**Stated exercise**
Begin with the line that contains "Place a marker on the colorful" and transcribe each line after it, up to and including the last line of the listing below.

**Point labeling examples**
□ □ □ □ □

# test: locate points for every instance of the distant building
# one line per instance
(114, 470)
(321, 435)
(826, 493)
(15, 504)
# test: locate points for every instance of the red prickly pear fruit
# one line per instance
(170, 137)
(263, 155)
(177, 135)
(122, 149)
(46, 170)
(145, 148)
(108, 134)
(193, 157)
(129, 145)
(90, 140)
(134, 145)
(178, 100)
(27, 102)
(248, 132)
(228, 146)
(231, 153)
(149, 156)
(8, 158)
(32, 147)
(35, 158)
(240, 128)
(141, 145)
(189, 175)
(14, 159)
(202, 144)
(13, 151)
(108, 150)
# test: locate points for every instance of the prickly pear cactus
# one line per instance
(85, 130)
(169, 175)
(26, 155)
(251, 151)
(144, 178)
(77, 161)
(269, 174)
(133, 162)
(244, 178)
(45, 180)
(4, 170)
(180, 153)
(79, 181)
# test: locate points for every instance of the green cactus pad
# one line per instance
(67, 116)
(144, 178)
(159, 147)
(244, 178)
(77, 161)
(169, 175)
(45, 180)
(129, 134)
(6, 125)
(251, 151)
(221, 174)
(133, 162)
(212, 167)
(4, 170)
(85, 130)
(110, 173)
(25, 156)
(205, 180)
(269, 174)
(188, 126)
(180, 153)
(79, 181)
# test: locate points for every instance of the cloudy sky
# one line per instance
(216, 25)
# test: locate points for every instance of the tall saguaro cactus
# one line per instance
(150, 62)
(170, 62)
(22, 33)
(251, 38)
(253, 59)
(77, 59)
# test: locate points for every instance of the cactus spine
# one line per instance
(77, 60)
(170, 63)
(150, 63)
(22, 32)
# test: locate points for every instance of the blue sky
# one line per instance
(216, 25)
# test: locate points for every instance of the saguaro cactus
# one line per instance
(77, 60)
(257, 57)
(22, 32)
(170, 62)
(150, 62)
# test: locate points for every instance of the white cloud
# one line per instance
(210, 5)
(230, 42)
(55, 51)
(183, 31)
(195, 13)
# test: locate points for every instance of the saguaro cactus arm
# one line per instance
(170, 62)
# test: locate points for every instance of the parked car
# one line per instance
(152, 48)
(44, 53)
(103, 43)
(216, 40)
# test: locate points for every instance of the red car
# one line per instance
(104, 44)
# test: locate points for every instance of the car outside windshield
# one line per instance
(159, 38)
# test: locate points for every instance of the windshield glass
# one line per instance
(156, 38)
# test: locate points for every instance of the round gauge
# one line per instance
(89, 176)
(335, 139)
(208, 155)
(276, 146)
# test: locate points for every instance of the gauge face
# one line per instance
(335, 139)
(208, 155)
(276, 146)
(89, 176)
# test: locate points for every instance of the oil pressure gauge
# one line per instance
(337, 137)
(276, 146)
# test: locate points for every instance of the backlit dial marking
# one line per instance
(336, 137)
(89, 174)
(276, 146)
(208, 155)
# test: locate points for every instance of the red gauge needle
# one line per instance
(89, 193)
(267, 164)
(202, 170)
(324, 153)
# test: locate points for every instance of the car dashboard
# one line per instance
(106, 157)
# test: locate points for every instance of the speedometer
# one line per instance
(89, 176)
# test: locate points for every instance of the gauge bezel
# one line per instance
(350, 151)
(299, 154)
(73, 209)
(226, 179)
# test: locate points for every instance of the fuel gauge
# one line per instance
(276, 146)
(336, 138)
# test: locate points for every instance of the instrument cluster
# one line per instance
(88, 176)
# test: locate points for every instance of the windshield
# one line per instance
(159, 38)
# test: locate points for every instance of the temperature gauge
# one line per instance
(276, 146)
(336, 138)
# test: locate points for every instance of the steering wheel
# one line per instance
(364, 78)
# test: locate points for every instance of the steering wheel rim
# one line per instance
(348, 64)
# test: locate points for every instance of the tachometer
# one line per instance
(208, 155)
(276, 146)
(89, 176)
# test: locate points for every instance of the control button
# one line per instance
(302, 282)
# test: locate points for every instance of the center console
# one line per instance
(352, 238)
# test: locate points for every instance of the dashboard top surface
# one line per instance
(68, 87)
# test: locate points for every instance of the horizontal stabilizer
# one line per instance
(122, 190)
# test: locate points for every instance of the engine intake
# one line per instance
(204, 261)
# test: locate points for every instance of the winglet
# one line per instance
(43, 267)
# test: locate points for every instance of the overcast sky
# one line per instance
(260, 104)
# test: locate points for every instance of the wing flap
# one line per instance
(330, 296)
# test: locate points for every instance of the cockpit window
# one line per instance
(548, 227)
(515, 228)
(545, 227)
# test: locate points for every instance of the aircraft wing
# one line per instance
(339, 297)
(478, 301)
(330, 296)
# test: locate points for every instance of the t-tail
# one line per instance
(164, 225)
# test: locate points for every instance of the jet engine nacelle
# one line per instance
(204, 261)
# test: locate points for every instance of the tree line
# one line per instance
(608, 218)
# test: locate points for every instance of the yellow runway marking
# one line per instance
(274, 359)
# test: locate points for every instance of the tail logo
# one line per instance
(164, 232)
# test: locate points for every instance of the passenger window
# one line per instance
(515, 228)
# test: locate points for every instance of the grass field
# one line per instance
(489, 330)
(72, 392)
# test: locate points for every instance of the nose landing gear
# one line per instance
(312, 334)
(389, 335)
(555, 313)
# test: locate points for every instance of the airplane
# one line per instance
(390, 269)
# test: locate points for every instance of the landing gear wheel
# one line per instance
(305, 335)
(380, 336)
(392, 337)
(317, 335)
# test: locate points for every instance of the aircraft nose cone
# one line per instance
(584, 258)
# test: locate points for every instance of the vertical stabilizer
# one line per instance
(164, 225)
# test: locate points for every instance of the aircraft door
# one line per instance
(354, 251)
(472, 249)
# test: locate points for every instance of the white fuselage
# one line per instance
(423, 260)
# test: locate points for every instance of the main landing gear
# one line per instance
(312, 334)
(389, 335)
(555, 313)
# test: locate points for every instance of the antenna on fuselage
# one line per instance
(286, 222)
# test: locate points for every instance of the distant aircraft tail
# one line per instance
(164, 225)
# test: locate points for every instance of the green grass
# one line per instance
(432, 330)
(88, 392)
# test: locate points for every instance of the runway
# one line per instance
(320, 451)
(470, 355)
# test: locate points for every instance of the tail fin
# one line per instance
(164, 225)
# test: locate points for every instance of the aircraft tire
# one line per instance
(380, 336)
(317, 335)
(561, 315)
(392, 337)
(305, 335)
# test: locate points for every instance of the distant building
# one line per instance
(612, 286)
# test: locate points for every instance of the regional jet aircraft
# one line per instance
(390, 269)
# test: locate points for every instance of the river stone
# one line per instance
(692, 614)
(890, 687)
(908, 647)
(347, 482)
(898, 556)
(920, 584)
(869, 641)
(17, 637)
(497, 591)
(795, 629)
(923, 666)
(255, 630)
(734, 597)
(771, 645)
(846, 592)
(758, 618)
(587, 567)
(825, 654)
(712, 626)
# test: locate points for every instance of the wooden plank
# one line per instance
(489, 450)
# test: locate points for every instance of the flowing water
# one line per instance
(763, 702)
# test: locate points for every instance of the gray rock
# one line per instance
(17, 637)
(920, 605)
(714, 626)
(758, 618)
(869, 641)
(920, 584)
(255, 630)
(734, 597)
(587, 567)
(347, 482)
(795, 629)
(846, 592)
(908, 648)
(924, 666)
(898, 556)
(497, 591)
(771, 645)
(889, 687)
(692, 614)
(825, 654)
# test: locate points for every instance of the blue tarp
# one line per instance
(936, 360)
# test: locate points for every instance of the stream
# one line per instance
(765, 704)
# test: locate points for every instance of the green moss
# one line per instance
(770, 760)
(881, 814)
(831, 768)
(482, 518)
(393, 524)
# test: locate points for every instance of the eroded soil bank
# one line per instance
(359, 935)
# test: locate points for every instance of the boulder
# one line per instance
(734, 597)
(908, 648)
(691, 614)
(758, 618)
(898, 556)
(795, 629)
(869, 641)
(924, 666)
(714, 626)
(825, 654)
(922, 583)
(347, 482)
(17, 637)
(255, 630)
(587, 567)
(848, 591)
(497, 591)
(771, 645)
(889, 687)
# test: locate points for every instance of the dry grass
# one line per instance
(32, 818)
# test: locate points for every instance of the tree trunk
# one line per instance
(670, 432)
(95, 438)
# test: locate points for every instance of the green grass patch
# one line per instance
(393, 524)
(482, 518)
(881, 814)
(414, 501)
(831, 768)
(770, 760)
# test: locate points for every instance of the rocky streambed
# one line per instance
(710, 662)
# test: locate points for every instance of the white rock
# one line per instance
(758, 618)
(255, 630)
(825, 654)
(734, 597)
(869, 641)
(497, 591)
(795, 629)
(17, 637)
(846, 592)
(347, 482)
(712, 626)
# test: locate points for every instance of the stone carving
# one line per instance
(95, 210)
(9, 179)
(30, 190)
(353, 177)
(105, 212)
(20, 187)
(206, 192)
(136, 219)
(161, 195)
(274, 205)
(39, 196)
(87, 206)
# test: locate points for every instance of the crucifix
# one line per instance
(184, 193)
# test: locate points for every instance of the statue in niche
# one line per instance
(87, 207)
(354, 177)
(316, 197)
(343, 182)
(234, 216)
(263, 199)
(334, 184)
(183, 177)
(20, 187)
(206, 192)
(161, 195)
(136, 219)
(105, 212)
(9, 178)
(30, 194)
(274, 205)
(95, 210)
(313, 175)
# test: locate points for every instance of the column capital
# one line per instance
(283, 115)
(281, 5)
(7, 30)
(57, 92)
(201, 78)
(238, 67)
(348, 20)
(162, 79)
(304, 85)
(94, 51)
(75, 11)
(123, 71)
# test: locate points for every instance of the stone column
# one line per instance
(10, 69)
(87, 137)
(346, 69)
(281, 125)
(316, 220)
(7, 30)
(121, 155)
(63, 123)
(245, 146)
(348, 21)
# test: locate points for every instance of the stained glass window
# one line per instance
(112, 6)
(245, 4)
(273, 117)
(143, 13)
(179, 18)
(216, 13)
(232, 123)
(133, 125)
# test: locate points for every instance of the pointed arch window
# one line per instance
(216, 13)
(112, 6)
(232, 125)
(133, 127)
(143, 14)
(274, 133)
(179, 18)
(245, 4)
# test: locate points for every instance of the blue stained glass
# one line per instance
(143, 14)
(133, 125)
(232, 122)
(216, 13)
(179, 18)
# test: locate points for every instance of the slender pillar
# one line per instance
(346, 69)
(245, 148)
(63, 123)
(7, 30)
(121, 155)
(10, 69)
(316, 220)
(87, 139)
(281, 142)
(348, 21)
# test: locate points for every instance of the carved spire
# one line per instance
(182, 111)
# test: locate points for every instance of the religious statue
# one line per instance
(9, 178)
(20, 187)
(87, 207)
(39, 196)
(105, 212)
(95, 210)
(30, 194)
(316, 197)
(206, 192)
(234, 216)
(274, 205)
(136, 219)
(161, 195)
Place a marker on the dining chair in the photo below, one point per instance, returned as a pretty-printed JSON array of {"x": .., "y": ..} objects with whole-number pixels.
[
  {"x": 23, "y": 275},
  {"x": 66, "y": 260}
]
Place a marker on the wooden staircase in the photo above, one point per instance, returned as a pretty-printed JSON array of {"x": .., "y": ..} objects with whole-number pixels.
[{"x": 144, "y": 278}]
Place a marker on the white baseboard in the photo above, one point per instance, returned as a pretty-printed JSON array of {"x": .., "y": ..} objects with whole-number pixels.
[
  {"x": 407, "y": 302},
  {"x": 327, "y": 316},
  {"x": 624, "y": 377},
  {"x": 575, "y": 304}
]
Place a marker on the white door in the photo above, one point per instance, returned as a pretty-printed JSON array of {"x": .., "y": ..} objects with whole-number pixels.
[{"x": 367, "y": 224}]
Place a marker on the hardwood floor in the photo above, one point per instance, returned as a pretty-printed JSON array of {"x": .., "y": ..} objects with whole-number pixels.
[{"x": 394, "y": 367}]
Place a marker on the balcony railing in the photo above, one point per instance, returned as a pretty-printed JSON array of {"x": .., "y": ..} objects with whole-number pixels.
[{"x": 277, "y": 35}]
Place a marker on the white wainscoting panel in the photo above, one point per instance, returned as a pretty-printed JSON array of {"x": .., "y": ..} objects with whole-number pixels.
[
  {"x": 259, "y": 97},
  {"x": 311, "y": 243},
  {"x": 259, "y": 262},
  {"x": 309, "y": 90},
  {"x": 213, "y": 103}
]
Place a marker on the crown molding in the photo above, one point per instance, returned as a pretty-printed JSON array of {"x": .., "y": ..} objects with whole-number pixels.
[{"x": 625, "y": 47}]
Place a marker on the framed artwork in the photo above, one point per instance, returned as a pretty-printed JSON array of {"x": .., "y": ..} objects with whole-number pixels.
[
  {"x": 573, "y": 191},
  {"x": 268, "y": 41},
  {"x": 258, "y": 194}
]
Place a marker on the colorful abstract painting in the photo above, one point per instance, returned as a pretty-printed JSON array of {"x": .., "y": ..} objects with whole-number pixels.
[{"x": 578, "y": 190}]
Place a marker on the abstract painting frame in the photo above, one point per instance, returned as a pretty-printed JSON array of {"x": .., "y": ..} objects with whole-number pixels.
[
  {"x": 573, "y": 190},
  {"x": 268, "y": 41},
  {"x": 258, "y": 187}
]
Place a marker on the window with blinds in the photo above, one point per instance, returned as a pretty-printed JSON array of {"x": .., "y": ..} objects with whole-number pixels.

□ □ □ □ □

**The solution**
Place a marker on the colorful abstract painting in the photo above, one point per instance, returned as a pretty-printed JSON array of {"x": .., "y": ..} objects with whole-number pixels.
[{"x": 578, "y": 190}]
Place a marker on the abstract painting frame in the photo above, one point per instance, returned as a pretty-printed JSON array of {"x": .., "y": ..} objects with whole-number pixels.
[
  {"x": 573, "y": 190},
  {"x": 268, "y": 41},
  {"x": 258, "y": 187}
]
Place a marker on the window with blinds in the photo above, one point per instance, returned as a pretty-printed JSON array of {"x": .., "y": ..} objects with whole-number pixels.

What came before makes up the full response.